◆ Brano estratto:
──────────
Non è questa la sede per un’analisi puntuale del testo, che inanella l’intero repertorio delle deregolamentazioni. Per ora propongo solo un appello per contrastare con determinazione l’iniziativa umbra, coinvolgendo le altre associazioni, intervenendo sulla stampa, chiedendo al governo nazionale che ai sensi dell’art. 9 della Costituzione impedisca che lo scempio vada in porto.

1.4. Concludo il panorama dei disastri immanenti citando per memoria due interventi gravissimi:

Dell’aeroporto di Siena si sono recentemente occupati i giornali. Il piccolo scalo di Ampugnano attualmente serve circa 13.000 passeggeri all’anno. Con l’ampliamento previsto dovrebbero diventare 500.000. “Un progetto così – ha dichiarato Alberto Asor Rosa – non può che portare alla distruzione di questa terra bellissima”.

Del parcheggio del Pincio tratterà Paolo Berdini, in prima linea nell’opposizione allo scempio.

2. Restituire allo Stato centrale i poteri di tutela

Sono tante le direzioni che si possono prendere per tentare di contrastare con qualche efficacia l’assalto che sta definitivamente distruggendo il nostro territorio. In questa sede mi sembra che meriti di essere assunta come prioritaria l’opposizione al trionfante oltranzismo regionalista, che non viene solo dalla Lega, restituendo importanza ai poteri centrali dello Stato, che invece irresponsabilmente e pavidamente cedono alle richieste di disarticolazione.

2.1. Cominciamo dal Codice del paesaggio. Fra le modifiche proposte dalla cosiddetta Commissione Settis che sta rivedendo il Codice del paesaggio è prevista la cancellazione del primo comma dell’art. 145 del Codice. Il testo che si chiede di cancellare è il seguente:

“Il Ministero individua ai sensi dell'articolo 52 del decreto legislativo 31 marzo 1998, n. 112 le linee fondamentali dell'assetto del territorio nazionale per quanto riguarda la tutela del paesaggio, con finalità di indirizzo della pianificazione”.

Penso che alcuni di voi riconoscano il lessico (risalente a Massimo Severo Giannini) del glorioso e da trenta anni disatteso art. 81 del DPR 616 del 1977, quando ancora esisteva la funzione centrale di indirizzo e coordinamento che opportunamente il Codice aveva recuperato, limitandola alla tutela.

Non so quali sono le ragioni che motivano la scelta, secondo me gravissima, che viene assunta proprio quando si contesta la mancanza di indirizzi unitari nelle intese sottoscritte fra ministero e regioni (Toscana, Campania, Friuli Venezia Giulia, Sardegna, eccetera), giustamente temendo un’insostenibile frantumazione della strategia di tutela fra regione e regione o, ancora peggio, fra provincia e provincia, laddove, con artifici formali, si sta procedendo alla formazione di piani paesaggistici coincidenti con i piani territoriali di coordinamento.
──────────
◆ Righe in ingresso:

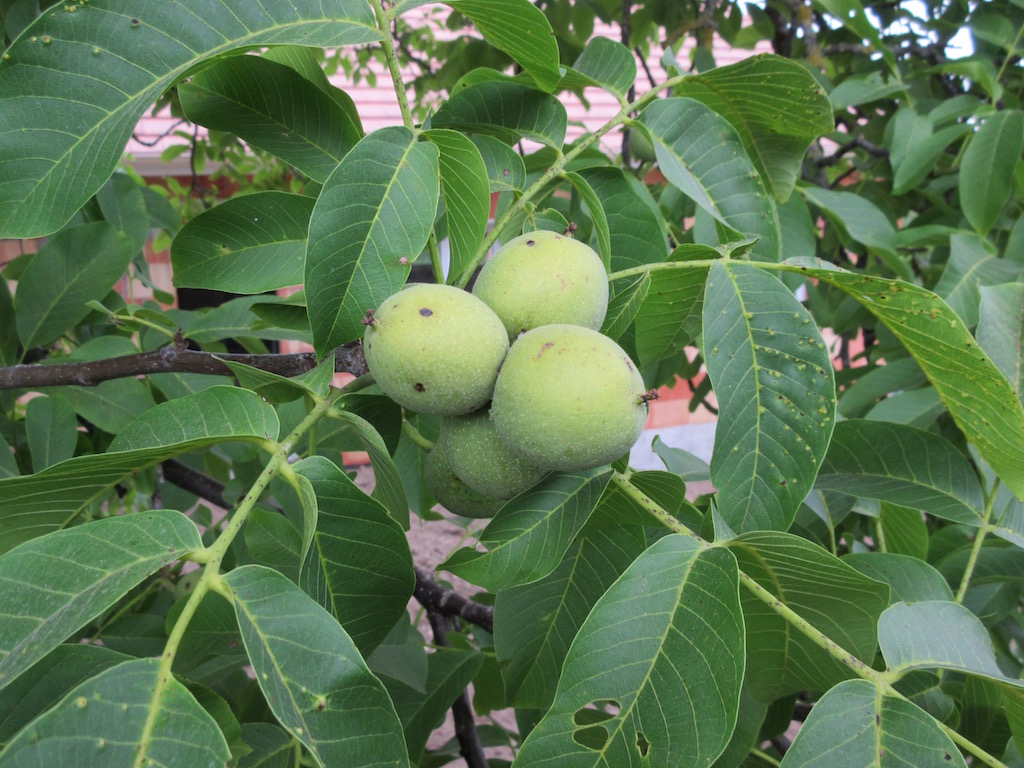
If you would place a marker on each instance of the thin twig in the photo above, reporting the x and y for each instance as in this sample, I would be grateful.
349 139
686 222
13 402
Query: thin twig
434 597
462 711
348 358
──────────
◆ Richiesta assegnata A:
Quali regioni cita il brano sulla tutela del paesaggio, tra parentesi, per le intese sottoscritte con il ministero?
◆ Richiesta assegnata B:
Trascrivi di nuovo tutte le righe, sostituendo "thin twig" con "bare branch" e lasciando invariato tutto il resto. Ometti le immagini.
Il brano e le righe non hanno alcun legame tra loro.

◆ Risposta completa A:
Toscana, Campania, Friuli Venezia Giulia, Sardegna

◆ Risposta completa B:
If you would place a marker on each instance of the bare branch in the photo above, reporting the x and y for each instance as in this sample, I would be grateful.
349 139
686 222
13 402
Query: bare branch
434 597
462 711
348 358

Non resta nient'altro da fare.